* _What you should do_
Reproduce the lines from the one containing "Target: hazy sky" through the one containing "MULTIPOLYGON (((116 8, 119", changing "hazy sky" to "overcast sky" and keeping everything else the same.

* _Records to process_
------------------------------------------------------------------------
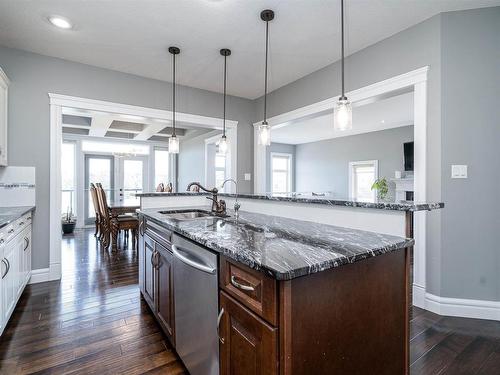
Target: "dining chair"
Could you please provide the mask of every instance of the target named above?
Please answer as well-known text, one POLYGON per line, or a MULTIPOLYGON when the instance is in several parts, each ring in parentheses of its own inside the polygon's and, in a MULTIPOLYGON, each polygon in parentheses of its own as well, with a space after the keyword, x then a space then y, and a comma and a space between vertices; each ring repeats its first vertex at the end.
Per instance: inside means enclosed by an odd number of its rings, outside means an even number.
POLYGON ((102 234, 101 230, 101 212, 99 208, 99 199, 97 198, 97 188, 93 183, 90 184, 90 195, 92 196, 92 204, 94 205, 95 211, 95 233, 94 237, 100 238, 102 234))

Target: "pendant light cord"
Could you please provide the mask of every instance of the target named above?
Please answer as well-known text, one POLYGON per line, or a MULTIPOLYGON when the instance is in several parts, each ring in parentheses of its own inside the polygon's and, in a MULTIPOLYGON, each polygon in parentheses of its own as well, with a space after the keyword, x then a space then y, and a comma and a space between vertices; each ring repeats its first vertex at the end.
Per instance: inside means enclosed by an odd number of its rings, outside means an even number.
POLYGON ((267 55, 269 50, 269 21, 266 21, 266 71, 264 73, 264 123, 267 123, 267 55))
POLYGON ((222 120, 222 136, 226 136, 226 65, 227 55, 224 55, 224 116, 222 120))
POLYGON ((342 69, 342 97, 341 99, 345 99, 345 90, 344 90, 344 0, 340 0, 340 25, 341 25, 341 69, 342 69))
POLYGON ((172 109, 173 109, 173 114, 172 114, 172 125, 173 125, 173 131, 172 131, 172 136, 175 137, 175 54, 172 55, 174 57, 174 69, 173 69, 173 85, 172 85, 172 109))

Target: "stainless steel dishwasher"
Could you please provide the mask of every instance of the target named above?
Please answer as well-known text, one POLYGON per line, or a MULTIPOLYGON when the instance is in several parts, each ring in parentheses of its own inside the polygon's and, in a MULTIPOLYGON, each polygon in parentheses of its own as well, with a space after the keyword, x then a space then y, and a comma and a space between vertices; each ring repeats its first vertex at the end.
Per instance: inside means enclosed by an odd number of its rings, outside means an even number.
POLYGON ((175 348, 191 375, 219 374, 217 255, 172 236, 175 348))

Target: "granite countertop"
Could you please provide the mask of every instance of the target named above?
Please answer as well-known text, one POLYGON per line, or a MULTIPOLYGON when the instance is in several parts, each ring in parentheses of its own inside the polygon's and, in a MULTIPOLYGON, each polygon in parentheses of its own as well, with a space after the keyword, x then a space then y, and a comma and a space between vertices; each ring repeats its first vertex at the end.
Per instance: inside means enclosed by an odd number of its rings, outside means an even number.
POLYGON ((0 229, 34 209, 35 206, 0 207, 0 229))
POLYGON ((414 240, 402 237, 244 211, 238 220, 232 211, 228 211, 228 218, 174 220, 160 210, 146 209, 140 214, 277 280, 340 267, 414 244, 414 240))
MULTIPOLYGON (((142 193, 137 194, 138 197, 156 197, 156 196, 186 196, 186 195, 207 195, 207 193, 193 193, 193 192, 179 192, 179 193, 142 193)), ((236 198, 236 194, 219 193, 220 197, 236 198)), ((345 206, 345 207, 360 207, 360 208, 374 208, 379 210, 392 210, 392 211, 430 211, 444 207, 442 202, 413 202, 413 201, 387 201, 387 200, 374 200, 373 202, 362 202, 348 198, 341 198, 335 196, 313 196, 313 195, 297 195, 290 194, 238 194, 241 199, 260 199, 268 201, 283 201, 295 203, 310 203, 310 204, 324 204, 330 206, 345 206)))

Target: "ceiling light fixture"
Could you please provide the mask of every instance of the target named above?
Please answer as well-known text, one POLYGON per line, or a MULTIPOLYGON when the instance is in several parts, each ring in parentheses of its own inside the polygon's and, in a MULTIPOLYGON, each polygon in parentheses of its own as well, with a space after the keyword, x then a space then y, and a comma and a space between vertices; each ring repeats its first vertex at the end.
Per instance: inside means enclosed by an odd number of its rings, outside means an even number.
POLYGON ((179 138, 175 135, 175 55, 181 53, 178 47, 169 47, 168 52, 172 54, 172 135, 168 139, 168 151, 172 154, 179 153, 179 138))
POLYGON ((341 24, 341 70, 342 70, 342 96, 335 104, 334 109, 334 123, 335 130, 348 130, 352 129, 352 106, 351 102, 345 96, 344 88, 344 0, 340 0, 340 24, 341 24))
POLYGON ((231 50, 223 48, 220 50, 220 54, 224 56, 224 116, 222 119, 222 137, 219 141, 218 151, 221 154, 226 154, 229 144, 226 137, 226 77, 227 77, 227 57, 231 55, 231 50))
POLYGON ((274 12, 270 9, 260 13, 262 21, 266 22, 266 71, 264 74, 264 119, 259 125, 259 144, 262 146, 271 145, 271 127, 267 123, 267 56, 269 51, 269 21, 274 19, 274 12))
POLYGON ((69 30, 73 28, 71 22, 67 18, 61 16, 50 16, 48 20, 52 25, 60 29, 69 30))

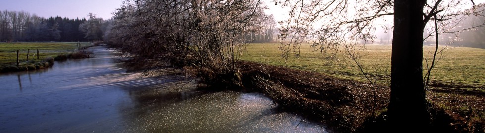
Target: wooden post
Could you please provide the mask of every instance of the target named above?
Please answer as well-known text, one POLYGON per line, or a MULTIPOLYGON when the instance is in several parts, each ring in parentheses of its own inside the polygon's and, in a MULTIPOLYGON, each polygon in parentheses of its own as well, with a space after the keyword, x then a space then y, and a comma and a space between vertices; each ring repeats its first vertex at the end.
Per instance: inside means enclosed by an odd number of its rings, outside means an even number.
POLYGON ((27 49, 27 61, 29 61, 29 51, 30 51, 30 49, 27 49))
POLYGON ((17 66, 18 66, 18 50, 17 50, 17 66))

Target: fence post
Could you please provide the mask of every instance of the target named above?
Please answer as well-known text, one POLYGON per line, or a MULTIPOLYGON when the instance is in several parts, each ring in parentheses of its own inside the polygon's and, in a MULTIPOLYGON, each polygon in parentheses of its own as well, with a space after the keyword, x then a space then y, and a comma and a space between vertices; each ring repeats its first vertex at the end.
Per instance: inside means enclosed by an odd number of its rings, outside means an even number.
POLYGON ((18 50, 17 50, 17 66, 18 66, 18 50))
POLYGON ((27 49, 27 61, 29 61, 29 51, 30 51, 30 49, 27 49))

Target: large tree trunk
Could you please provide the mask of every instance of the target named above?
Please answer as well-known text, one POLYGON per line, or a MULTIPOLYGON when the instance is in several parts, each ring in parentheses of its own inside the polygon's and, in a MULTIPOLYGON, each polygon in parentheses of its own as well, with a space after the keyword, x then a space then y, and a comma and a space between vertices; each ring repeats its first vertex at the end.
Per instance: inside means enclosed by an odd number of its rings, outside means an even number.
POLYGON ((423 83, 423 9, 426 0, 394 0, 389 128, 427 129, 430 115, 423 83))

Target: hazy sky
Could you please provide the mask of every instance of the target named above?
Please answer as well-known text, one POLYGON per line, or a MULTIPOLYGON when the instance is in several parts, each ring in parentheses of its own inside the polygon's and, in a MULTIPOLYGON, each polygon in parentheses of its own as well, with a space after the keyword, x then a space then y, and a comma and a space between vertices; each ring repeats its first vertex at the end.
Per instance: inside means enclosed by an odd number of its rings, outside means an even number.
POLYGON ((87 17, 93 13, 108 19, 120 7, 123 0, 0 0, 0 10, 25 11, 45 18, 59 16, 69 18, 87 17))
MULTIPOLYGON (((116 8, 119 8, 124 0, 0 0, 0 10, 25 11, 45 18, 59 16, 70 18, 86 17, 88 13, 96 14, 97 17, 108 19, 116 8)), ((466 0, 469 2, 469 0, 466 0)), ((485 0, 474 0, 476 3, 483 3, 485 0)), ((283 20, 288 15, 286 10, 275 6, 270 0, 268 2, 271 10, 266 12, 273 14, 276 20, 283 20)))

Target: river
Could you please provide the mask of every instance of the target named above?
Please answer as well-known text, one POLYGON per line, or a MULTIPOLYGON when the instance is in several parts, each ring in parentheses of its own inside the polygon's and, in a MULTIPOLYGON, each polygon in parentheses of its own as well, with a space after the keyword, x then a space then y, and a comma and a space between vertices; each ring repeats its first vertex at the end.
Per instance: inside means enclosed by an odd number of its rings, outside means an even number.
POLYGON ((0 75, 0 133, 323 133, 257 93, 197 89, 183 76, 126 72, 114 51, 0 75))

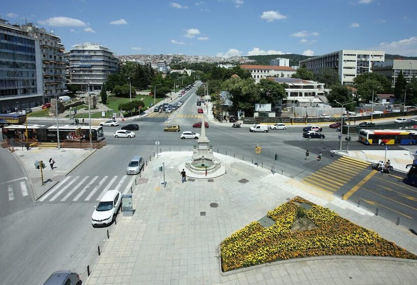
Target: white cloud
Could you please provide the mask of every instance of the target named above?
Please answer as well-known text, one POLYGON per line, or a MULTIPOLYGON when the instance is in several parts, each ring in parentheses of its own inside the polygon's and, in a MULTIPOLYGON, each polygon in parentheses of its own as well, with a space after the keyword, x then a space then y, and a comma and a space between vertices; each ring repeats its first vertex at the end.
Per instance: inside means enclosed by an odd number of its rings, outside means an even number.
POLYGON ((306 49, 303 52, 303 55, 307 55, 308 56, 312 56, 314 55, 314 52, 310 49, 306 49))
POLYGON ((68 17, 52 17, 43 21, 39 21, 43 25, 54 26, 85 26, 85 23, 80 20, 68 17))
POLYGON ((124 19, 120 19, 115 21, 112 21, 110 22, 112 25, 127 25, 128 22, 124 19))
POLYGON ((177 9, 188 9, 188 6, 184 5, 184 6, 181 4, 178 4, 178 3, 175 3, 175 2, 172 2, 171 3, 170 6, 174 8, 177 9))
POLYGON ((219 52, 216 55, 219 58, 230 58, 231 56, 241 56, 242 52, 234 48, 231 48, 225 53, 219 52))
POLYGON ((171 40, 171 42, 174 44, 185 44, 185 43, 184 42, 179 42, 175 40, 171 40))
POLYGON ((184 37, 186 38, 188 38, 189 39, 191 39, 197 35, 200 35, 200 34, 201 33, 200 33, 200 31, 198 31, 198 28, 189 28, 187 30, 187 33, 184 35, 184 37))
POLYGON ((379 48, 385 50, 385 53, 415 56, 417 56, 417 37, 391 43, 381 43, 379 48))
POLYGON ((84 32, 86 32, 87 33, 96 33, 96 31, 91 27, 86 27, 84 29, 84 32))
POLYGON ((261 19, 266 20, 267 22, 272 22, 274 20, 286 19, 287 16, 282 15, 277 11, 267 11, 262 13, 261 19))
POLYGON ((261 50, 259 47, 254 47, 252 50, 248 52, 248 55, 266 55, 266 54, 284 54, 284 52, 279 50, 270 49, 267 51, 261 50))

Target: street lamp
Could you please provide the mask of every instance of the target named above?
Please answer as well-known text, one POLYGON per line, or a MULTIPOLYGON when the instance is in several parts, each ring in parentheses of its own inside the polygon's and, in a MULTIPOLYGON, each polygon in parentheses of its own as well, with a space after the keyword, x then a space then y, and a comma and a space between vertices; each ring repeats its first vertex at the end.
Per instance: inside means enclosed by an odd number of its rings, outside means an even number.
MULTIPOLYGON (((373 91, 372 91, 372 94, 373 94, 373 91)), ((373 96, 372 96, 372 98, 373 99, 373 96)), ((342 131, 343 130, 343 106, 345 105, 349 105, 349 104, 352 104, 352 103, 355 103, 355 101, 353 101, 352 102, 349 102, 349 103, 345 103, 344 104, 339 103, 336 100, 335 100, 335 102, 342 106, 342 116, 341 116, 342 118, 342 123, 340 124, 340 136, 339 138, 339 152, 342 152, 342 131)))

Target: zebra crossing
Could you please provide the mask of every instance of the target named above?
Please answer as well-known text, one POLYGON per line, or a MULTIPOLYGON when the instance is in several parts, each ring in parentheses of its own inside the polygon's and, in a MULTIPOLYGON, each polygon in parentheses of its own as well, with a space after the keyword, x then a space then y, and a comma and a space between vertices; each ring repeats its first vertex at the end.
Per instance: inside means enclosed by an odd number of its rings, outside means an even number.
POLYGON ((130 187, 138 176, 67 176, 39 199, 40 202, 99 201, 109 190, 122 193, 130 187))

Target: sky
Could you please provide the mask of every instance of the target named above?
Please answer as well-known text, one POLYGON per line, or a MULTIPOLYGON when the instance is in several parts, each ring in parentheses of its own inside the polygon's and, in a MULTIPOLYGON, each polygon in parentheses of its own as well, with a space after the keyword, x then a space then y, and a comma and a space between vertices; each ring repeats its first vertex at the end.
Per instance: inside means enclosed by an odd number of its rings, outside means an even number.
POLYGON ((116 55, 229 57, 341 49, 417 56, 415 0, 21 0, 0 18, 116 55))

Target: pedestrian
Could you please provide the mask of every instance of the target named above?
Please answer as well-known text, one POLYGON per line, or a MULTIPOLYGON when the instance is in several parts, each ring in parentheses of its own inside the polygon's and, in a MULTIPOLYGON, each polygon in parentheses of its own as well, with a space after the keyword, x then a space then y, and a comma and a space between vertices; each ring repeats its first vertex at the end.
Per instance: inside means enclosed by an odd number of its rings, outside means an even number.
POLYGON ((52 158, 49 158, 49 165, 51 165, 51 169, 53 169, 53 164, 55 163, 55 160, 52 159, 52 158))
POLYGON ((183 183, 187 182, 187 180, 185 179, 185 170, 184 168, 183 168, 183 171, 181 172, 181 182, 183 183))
------------------------------------------------------------------------
* _Solution to this problem_
Target: overcast sky
Could you please provide the mask of every instance of the target named above?
Please answer as well-known text, one POLYGON per line, or a MULTIPOLYGON when the instance is in several parts, each ring in parentheses of its own inside the polygon's and, in a MULTIPOLYGON, each polygon in parentheses of its own as well, with a space after the keyword, x then a space then y, and a comma and a space between vertices; each ring repeats its first vertex at the end.
Per instance: inside means enclosed by an odd number of its rings, outside means an even number.
POLYGON ((87 17, 93 13, 108 19, 120 7, 123 0, 0 0, 0 10, 25 11, 45 18, 59 16, 69 18, 87 17))
MULTIPOLYGON (((116 8, 119 8, 124 0, 0 0, 0 10, 25 11, 45 18, 59 16, 70 18, 86 17, 88 13, 96 14, 97 17, 108 19, 116 8)), ((466 0, 469 2, 469 0, 466 0)), ((485 0, 474 0, 476 3, 483 3, 485 0)), ((283 20, 288 15, 286 10, 275 6, 270 0, 268 2, 271 10, 266 12, 273 14, 276 20, 283 20)))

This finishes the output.